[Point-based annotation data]

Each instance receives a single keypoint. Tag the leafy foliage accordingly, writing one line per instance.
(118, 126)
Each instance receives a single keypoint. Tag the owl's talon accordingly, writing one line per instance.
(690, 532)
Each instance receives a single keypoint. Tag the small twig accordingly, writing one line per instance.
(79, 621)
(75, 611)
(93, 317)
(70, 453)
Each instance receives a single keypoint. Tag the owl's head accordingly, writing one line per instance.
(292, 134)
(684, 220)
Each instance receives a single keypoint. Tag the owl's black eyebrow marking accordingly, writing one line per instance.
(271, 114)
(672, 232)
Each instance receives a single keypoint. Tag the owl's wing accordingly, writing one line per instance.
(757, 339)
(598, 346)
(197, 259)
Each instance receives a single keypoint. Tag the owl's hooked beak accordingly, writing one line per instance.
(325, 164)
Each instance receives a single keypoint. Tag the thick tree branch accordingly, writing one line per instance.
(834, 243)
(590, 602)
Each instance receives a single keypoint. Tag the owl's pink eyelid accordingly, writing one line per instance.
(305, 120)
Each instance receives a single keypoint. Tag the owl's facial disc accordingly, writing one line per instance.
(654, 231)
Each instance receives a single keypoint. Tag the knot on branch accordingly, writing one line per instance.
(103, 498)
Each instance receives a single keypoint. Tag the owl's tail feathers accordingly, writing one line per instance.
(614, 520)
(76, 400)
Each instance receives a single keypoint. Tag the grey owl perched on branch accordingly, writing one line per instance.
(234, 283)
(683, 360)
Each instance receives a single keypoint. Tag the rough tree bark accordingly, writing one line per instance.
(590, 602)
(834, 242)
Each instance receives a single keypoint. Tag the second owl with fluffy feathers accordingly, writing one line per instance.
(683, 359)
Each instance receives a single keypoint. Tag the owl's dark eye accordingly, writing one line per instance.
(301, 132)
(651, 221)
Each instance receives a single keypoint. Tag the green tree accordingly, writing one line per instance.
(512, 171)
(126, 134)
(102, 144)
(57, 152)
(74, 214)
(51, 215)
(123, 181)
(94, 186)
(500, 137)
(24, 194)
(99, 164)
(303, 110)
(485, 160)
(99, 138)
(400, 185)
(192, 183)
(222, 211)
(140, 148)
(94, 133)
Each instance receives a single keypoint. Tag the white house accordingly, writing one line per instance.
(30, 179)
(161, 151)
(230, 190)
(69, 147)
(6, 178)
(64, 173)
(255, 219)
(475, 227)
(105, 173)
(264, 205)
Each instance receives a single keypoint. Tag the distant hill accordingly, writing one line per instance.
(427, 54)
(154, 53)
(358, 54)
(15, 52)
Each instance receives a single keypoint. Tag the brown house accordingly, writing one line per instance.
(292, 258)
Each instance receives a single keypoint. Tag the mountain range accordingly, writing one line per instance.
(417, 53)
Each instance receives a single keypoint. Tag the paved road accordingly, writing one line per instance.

Instructions for the task: Rewrite the material above, changing every "Tag" to "Mark" and keeping everything else the same.

Solution for this exercise:
Each instance receives a single keypoint. Mark the leafy foliage accordingly, writing one line per instance.
(118, 126)
Each instance receives a single keypoint. Mark the owl's talon accordingly, writing one line per instance.
(690, 532)
Each instance receives a single keypoint. Mark the small twig accordingly, writing one line per instance.
(79, 621)
(75, 611)
(93, 317)
(70, 453)
Each instance receives a single keypoint. Mark the owl's head accordingly, writing one line per instance.
(292, 134)
(684, 220)
Each instance receives a single keypoint. Mark the owl's black eyebrow marking accordingly, writing one line per instance.
(271, 114)
(672, 232)
Each instance receives a single keypoint. Mark the owl's wing accordingly, writing one line per instance.
(757, 339)
(598, 346)
(197, 259)
Each instance receives a single keypoint. Mark the owl's hooked beak accordingly, writing one line per instance.
(325, 164)
Each instance receives a single keypoint. Mark the thick tree branch accordingly, writing one line per instance.
(834, 243)
(590, 602)
Each instance receives a single keypoint. Mark the owl's pink eyelid accordingly, writing one line per instance.
(305, 120)
Each instance receives a single keypoint. Mark the owl's facial disc accordingly, writing one line per instance.
(654, 231)
Each instance receives a single keypoint. Mark the knot on branch accordingly, writing one line per instance.
(103, 498)
Each instance receives a single keypoint. Mark the owl's tail feathers accordingly, writing one line per instance.
(614, 520)
(76, 400)
Each instance receives a single keypoint. Mark the grey owl perched on branch accordingly, writing one line per instance.
(234, 283)
(683, 360)
Each instance receives a single keypoint. Mark the rough tree bark accordingly, writing one line per instance.
(590, 602)
(834, 242)
Each instance receives a single keypoint. Mark the second owl with fluffy feathers accordingly, writing one line per instance.
(683, 359)
Each instance receives a single keypoint. Mark the owl's dark eye accordingly, writing one line per instance.
(301, 132)
(651, 221)
Each instance receives a single keypoint. Mark the green tree accordingly, writing one line per instance.
(512, 171)
(126, 134)
(102, 144)
(57, 152)
(74, 214)
(51, 215)
(123, 181)
(94, 186)
(500, 137)
(24, 194)
(99, 164)
(303, 110)
(485, 160)
(99, 138)
(400, 185)
(192, 183)
(222, 211)
(140, 148)
(94, 133)
Each instance receives a single keypoint. Mark the white house accordingly, writing one line per instance.
(30, 179)
(161, 151)
(230, 190)
(69, 147)
(6, 178)
(64, 173)
(255, 219)
(475, 227)
(105, 173)
(264, 205)
Each instance receives a single keypoint. Mark the distant hill accordingly, writing one line per instance.
(427, 54)
(154, 53)
(358, 54)
(15, 52)
Each instance receives a single keypoint. Mark the brown house accordingly, writing one line per instance.
(292, 258)
Each instance receives a single keypoint. Mark the mountain range accordingly, writing one line per instance.
(417, 53)
Each instance receives a single keypoint. Mark the paved road accordingly, writing one line per instance.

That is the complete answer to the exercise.